TEXTO DE LEITURA:

· · ·

Na mercearia do Senhor Luís Campos, o proprietário geria a mercearia duma posição estratégica, ao fundo, onde normalmente estava sentado a uma escrivaninha, colocada perpendicularmente a um extenso balcão. Era aquilo a que se pode chamar um cavalheiro à antiga portuguesa, sempre atento e solícito para com os seus clientes, no sentido de bem os servir. Ao balcão trabalhavam vários caixeiros e alguns marçanos, à procura de tarimba e da inerente promoção a ser conferida pelo patrão, quando já tivessem traquejo. Ser caixeiro era uma profissão invejada na cidade. Diz o cancioneiro popular:

“Em Estremoz fui caixeiro,
Em S. Bento, lavrador,
No Canal, carpinteiro,
Em Évora Monte, cantador.”

Um dos caixeiros mais antigos era o Senhor Marcial Louro, que foi hoquista, sportinguista ferrenho, daqueles de comer caldo verde em dia de festa. Usava o cabelo, todo ondulado, penteado para trás com brilhantina e dizia-se que dormia com rede no cabelo, a fim de não desmanchar o penteado. Outro caixeiro era o Senhor Manuel Basílio, que era o contador de histórias da mercearia, já que uma mercearia à antiga tinha que ter de tudo. O Senhor Manuel Basílio estava sempre bem disposto e tinha uma língua afiada quando era preciso – coisas que o Senhor Luís Campos aprendeu a gerir, a bem da clientela. Outro Caixeiro era o Senhor Rúdio, careca, mas de bigode e pêra, para mostrar cabelo. O Senhor Rúdio tinha o vago ar, de inspector de qualquer coisa e, trabalhava normalmente à caixa registadora, já que tinha uma perna mais curta que a outra. Porém, como em tempo de guerra não se limpam armas, quando a clientela abundava, o que era frequente, lá tinha que dar à perna e desenrascava-se como os restantes.
O AVIO E AS EMBALAGENS
Na época, a maioria dos géneros que hoje são vendidos em embalagens individuais estanques, eram manipulados pelos merceeiros que os retiravam das tulhas, dos sacos, dos caixotes, das latas de grandes dimensões, donde eram retirados com corredoras de dimensão adequada, geralmente de alumínio, mas também as havia em latão, folha de flandres e zinco. Por vezes também eram utilizadas pinças metálicas.
No avio, comprava-se sempre açúcar louro, o qual era fornecido ao cliente dentro dum cartuxo de papel acinzentado. O caixeiro batia o cartuxo em cima da pedra mármore do balcão, a fim de o açúcar assentar e com recurso a uma corredora, deitava ou retirava mais uma pitada de açúcar ou duas, até o fiel da balança “António Pessoa”, indicar o peso pretendido. Depois era o ritual do fecho do cartucho, que ficava imponentemente vertical, com o vago ar de prisma paralelepipédico, com duas orelhas de papel. Cinquenta anos depois, continuo a gostar de ver um cartucho com as orelhas arrebitadas.
Assim se pesava também o sal, a farinha, o arroz, o grão, o feijão e o café. Só que neste último caso, o aroma começava logo ali a povoar-nos as narinas e a revelar ou não a sua qualidade.

· · ·

O QUE FAZER: Explique, com base no texto sobre a mercearia, por que razão o caixeiro batia o cartucho de açúcar em cima da pedra mármore do balcão. Responda em uma a três frases.

DADOS:
· · ·

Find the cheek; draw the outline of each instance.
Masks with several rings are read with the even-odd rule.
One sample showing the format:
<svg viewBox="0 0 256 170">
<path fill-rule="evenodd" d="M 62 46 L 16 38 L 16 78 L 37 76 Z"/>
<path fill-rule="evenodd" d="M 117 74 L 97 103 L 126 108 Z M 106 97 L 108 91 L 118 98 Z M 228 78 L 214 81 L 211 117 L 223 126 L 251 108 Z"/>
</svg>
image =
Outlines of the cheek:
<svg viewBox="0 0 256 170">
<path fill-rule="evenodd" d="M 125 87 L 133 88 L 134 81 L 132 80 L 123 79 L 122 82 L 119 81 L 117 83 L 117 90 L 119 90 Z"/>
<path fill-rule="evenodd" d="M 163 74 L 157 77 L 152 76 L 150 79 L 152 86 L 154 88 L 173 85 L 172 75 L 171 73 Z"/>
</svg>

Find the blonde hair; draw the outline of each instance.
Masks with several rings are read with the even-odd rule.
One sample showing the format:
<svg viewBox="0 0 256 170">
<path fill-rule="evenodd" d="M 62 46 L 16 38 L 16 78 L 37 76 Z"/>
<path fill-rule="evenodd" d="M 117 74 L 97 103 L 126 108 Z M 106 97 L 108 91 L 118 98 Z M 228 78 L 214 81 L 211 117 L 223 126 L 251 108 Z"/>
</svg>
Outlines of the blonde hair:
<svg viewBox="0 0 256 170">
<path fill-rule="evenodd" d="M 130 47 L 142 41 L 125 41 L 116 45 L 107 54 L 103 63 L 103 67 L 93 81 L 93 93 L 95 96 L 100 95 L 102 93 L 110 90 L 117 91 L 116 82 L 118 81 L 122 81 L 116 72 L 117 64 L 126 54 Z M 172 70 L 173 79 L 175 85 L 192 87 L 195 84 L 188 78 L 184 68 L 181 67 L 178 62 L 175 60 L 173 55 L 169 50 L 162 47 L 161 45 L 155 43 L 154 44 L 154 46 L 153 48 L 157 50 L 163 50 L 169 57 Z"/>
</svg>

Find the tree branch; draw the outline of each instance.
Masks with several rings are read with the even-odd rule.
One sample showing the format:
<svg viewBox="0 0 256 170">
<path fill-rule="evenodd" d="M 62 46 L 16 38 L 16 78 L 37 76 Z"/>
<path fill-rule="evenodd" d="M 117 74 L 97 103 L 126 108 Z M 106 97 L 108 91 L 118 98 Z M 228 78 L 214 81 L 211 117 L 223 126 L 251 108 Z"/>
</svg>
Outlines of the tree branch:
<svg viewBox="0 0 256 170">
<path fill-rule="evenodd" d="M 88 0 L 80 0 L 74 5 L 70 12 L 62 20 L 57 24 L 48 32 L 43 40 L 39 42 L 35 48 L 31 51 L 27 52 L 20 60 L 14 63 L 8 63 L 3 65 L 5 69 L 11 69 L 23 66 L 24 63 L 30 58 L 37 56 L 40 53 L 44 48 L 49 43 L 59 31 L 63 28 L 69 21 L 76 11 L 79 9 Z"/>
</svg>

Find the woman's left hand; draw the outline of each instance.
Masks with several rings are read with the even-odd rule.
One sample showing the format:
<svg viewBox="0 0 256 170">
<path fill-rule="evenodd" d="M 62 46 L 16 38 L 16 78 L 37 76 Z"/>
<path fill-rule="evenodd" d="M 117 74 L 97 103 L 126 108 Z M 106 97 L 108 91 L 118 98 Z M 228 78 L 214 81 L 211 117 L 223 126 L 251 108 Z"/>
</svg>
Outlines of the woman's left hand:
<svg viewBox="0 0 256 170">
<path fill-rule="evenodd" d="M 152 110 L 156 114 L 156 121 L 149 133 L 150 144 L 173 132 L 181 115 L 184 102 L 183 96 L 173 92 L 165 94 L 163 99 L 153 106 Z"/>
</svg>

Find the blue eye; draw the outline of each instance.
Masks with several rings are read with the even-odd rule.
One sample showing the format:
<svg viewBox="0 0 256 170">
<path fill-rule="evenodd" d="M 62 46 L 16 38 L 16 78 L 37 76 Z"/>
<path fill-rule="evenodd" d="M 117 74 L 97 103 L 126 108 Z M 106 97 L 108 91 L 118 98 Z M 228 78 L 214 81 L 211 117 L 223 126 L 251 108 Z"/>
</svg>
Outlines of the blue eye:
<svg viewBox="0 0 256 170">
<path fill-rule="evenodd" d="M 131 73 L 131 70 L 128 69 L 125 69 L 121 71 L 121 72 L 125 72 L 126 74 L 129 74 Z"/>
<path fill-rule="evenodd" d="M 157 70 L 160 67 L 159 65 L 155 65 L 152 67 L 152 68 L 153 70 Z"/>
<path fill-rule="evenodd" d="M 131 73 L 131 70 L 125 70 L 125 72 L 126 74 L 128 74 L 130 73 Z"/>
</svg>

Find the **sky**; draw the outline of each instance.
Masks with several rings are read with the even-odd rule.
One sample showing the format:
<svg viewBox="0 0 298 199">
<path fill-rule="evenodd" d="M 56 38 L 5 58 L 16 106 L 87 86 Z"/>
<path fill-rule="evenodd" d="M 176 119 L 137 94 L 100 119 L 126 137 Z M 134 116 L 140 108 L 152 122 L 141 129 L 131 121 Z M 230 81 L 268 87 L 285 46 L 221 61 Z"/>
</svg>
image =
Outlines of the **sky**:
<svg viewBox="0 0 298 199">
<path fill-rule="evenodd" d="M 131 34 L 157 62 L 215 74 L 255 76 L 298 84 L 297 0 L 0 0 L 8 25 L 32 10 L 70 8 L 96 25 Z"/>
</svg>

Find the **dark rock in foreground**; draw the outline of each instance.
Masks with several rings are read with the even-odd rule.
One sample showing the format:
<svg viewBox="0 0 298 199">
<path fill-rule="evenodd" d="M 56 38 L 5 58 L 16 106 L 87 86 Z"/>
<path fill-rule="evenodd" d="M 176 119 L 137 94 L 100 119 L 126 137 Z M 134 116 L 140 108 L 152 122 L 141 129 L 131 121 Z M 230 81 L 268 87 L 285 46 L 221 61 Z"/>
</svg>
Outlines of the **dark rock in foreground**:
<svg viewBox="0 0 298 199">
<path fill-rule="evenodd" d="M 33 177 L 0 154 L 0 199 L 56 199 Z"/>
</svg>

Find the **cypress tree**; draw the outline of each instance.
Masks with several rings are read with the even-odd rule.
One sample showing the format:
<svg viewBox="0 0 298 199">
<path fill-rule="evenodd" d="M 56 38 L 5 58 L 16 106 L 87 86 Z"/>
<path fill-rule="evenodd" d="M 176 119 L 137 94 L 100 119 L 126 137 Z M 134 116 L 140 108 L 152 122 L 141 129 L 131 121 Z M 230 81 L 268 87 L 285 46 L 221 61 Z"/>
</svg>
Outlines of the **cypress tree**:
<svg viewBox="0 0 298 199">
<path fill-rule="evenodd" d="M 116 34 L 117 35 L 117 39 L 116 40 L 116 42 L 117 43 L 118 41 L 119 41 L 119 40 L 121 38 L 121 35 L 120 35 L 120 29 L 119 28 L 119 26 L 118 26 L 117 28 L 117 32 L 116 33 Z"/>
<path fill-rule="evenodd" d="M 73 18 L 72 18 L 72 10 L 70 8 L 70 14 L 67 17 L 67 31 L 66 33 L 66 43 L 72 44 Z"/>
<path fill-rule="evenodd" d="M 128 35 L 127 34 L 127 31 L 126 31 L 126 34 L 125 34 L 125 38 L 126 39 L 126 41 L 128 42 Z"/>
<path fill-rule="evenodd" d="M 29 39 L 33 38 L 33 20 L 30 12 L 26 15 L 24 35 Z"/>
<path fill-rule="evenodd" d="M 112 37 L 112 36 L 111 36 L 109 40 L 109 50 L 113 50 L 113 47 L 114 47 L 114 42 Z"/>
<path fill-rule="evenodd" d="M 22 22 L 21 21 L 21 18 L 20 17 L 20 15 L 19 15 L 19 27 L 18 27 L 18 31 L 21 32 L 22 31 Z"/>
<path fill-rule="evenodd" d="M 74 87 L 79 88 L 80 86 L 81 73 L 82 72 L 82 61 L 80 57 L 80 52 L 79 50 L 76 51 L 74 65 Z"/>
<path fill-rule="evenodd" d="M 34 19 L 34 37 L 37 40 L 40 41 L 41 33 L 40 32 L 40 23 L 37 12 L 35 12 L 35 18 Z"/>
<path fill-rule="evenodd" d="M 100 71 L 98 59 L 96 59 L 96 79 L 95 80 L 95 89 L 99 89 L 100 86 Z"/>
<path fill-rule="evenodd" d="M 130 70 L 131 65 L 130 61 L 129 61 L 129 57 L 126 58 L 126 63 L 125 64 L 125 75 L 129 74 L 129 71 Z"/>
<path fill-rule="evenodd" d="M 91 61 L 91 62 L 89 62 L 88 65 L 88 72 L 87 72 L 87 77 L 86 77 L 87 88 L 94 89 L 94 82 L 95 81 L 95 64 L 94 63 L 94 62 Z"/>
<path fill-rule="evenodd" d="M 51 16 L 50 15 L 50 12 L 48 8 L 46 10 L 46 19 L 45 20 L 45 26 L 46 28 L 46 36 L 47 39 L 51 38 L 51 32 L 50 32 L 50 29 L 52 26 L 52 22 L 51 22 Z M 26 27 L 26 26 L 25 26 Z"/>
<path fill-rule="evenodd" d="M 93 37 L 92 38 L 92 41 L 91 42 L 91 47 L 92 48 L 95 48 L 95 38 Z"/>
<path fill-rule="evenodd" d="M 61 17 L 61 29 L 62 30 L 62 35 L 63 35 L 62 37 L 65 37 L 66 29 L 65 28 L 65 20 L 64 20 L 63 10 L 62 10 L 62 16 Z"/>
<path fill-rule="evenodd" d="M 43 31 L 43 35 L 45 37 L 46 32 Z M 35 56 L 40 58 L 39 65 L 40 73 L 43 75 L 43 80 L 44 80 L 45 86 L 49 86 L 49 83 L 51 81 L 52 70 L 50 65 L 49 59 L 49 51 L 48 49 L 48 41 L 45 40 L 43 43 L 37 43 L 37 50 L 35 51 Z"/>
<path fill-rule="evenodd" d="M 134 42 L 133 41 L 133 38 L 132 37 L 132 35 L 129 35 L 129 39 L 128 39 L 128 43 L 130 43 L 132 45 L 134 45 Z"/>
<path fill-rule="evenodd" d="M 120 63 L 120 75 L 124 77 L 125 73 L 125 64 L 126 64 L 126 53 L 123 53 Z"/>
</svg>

· · ·

RESPOSTA COMPLETA: O caixeiro batia o cartucho na pedra mármore do balcão para que o açúcar assentasse. Depois, com uma corredora, deitava ou retirava uma ou duas pitadas de açúcar até o fiel da balança indicar o peso pretendido.